• [Text excerpt]:

Personal information
- Full name: Mauri Vansevenant
- Born: 1 June 1999 (age 26) Ostend, Belgium

Team information
- Current team: Soudal–Quick-Step
- Discipline: Road
- Role: Rider
- Rider type: Climber

Amateur team
- 2018–2020: EFC–L&R–Vulsteke

Professional team
- 2020–: Deceuninck–Quick-Step

Major wins
- One-day races and Classics GP Industria & Artigianato (2021)

= Mauri Vansevenant =

Belgian cyclist (born 1999)

Mauri Vansevenant (born 1 June 1999) is a Belgian cyclist, who currently rides for UCI WorldTeam . He is the son of former professional cyclist Wim Vansevenant, and is named after Melcior Mauri, the winner of the 1991 Vuelta a España.

• [Records supplied]:
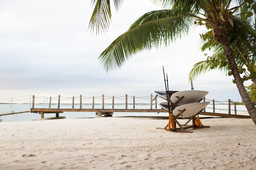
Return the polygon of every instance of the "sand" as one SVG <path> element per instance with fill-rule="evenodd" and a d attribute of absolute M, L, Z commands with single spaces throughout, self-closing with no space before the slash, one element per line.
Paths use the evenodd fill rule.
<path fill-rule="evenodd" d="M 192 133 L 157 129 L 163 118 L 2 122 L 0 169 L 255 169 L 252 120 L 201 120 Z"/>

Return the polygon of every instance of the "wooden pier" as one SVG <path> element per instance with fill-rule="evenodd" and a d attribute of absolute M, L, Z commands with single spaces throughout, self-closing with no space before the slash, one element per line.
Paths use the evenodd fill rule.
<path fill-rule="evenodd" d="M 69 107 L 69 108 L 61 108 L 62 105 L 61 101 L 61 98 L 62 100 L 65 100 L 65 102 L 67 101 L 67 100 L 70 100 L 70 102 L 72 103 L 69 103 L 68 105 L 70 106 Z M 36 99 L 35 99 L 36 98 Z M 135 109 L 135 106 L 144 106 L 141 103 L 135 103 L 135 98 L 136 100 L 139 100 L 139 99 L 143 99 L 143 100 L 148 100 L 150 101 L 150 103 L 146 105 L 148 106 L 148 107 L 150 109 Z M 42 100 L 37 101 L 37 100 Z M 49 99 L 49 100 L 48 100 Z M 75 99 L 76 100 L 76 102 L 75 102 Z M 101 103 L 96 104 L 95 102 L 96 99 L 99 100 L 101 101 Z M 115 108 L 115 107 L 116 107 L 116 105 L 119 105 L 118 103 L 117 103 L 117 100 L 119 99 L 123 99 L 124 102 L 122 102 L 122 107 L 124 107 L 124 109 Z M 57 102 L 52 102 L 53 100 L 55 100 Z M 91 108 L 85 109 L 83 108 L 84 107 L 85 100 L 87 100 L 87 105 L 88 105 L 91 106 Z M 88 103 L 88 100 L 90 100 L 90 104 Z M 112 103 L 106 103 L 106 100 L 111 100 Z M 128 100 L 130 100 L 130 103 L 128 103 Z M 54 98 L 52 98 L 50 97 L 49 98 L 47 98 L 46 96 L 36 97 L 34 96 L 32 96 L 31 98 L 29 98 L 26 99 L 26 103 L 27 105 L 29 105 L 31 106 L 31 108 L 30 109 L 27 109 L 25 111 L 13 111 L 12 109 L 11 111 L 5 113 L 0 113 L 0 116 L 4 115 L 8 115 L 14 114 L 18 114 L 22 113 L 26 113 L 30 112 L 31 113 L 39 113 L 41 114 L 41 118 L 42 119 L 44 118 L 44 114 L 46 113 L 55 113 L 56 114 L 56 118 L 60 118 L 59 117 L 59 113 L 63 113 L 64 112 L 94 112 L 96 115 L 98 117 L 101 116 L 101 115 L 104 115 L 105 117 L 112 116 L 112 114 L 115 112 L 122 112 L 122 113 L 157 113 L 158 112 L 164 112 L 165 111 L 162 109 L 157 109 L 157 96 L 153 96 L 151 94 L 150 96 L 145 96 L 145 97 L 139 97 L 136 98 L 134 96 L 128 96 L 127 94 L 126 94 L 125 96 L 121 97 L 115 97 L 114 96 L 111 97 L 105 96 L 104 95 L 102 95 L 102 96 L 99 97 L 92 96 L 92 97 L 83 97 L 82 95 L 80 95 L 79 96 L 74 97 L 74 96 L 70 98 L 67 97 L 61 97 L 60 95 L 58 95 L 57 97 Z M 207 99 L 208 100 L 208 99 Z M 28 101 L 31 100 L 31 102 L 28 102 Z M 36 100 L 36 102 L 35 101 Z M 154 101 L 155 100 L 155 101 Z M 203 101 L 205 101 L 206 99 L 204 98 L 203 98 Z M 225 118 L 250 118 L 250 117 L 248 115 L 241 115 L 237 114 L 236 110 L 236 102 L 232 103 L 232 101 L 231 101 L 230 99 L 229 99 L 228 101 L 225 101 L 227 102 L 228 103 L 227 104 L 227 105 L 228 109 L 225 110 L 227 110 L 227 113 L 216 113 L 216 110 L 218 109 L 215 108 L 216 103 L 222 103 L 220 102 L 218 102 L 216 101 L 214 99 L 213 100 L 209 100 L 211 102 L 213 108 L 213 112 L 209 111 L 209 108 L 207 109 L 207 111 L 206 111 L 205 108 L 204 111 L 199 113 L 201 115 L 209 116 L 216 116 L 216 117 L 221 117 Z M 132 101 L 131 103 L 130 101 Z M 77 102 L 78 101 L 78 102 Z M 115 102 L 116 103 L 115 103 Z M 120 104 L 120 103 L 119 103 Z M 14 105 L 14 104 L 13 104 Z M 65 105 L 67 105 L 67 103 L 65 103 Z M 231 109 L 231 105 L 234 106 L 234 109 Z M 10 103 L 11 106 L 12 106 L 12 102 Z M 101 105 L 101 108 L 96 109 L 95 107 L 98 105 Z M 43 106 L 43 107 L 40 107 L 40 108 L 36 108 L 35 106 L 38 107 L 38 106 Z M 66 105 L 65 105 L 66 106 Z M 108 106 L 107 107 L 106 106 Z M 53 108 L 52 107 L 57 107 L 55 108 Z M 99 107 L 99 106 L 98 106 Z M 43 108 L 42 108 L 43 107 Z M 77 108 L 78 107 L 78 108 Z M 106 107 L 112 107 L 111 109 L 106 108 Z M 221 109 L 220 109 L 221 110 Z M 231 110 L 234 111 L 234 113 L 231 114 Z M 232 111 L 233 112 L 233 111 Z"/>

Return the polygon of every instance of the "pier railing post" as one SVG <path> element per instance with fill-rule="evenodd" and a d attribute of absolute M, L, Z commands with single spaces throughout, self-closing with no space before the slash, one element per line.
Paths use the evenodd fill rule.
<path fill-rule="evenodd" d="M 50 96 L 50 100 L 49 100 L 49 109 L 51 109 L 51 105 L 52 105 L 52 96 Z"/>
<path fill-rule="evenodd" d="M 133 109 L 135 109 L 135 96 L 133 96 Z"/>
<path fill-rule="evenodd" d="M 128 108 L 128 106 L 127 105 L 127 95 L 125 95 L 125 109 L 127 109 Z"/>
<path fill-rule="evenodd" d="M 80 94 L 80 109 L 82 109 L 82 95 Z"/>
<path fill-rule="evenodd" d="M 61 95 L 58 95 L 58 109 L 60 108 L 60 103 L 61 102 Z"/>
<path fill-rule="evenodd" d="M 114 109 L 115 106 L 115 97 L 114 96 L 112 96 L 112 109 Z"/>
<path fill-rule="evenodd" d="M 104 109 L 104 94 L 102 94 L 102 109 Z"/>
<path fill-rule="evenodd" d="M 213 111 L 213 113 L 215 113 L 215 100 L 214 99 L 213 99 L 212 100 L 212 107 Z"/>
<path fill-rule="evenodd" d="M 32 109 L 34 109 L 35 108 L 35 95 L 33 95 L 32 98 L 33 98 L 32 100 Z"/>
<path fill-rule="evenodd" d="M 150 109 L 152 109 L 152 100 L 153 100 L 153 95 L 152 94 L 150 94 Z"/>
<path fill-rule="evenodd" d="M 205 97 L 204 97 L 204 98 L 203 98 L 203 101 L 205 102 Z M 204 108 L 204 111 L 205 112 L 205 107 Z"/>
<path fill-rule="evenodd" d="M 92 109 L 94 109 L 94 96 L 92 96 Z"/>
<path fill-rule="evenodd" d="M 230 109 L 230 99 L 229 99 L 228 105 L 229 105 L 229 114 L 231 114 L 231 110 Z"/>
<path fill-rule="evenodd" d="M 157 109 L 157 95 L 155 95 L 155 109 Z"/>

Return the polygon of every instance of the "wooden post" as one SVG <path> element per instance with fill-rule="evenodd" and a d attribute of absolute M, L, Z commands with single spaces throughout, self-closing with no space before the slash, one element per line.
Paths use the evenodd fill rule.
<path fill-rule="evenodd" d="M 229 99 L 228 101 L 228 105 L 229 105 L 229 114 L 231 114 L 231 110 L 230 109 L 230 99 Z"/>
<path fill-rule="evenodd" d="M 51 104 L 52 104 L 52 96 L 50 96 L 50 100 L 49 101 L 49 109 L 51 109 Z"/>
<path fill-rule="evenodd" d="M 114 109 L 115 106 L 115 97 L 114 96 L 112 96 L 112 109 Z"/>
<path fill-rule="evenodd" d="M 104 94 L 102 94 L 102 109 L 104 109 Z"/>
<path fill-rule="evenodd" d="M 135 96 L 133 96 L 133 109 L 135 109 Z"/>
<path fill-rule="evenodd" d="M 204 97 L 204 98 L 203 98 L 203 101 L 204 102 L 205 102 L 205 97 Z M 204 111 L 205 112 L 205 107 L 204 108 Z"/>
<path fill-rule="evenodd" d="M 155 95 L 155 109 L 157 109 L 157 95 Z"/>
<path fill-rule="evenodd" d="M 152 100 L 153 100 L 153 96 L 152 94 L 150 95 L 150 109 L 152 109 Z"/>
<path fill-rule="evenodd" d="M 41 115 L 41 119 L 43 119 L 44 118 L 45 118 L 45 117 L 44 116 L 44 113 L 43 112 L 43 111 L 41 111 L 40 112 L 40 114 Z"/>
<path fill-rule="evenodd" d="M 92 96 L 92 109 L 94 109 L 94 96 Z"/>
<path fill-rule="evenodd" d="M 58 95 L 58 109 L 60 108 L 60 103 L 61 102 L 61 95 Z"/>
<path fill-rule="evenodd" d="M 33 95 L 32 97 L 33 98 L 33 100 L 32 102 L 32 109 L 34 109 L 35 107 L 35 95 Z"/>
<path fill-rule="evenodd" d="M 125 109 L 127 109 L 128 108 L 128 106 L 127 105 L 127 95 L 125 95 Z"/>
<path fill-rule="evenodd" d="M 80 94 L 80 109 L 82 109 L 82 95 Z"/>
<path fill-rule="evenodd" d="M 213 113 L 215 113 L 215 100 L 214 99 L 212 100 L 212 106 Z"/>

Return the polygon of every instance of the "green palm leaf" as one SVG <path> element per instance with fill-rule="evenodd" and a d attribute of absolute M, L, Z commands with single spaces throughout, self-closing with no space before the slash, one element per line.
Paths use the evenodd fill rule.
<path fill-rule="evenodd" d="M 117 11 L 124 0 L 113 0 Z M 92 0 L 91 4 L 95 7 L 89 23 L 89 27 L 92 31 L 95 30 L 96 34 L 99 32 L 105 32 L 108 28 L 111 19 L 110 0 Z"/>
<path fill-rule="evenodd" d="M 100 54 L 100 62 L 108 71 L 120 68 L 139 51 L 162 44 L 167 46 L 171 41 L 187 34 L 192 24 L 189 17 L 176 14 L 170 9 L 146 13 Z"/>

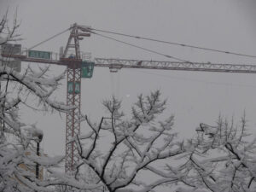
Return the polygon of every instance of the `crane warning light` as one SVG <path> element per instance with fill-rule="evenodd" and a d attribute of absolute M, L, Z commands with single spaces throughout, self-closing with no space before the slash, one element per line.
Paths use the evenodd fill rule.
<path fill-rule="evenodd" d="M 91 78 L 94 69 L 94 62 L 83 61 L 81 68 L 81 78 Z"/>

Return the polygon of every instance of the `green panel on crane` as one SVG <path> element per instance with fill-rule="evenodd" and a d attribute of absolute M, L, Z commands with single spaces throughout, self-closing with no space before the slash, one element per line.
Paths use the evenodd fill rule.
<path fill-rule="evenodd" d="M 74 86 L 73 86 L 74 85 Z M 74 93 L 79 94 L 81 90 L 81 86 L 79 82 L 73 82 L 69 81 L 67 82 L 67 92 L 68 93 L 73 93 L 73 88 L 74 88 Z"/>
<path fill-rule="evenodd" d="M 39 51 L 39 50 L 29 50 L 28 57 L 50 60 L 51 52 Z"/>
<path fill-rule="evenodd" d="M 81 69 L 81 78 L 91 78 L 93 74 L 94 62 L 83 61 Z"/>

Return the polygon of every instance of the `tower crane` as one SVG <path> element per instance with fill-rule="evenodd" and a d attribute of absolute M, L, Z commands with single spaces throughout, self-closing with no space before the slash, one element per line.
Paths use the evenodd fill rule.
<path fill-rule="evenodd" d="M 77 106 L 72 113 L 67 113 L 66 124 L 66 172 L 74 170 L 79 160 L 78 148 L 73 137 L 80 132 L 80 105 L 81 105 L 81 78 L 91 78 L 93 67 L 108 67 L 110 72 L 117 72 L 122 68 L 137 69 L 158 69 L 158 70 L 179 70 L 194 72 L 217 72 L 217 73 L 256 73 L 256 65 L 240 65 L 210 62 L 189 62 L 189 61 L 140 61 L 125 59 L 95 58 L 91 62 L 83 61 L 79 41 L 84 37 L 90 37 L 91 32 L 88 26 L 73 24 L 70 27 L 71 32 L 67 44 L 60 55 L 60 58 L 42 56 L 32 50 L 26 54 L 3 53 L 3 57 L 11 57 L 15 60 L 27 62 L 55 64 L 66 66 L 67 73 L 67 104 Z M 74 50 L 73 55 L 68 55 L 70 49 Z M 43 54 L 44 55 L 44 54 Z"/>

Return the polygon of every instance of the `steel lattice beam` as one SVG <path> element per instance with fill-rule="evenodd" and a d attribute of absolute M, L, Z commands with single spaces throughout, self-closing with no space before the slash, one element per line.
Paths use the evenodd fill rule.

• [Objectives]:
[A] Rewrite the Mauri Vansevenant profile from "Amateur team" up to and including "Vuelta a España.", switching "cyclist" to "rider".
[B] Answer these from the Mauri Vansevenant profile:
(i) Where was he born?
(ii) Which amateur team did he ride for, and in which years?
(iii) Who is he named after?
[C] Extend the Mauri Vansevenant profile past its last sentence.

• [Responses to the exercise]:
[A]
Amateur team
- 2018–2020: EFC–L&R–Vulsteke

Professional team
- 2020–: Deceuninck–Quick-Step

Major wins
- One-day races and Classics GP Industria & Artigianato (2021)

= Mauri Vansevenant =

Belgian rider (born 1999)

Mauri Vansevenant (born 1 June 1999) is a Belgian rider, who currently rides for UCI WorldTeam . He is the son of former professional rider Wim Vansevenant, and is named after Melcior Mauri, the winner of the 1991 Vuelta a España.

[B]
(i) Ostend, Belgium
(ii) EFC–L&R–Vulsteke, 2018–2020
(iii) Melcior Mauri, the winner of the 1991 Vuelta a España

[C]
==Major results==

- 2017
 4th Grand Prix Bob Jungels
- 2018
 5th Piccolo Giro di Lombardia
 10th Overall Giro della Valle d'Aosta
1st Young rider classification
- 2019
 1st Overall Giro della Valle d'Aosta
1st Young rider classification
 4th Overall Orlen Nations Grand Prix
 5th Overall Grand Prix Priessnitz spa
 6th Overall Tour de l'Avenir
- 2020
 1st Stage 1b (TTT) Settimana Internazionale di Coppi e Bartali
- 2021 (1 pro win)
 1st GP Industria & Artigianato di Larciano
 3rd Trofeo Laigueglia
 7th Overall Settimana Internazionale di Coppi e Bartali
 8th Overall Tour de la Provence
- 2022
 2nd Overall Okolo Slovenska
 2nd Faun-Ardèche Classic
 5th Overall Deutschland Tour
 8th Overall Vuelta a Andalucía
 8th Overall Tour de l'Ain
- 2023 (1)
 2nd Overall Tour of Oman
1st Stage 5
- 2024 (1)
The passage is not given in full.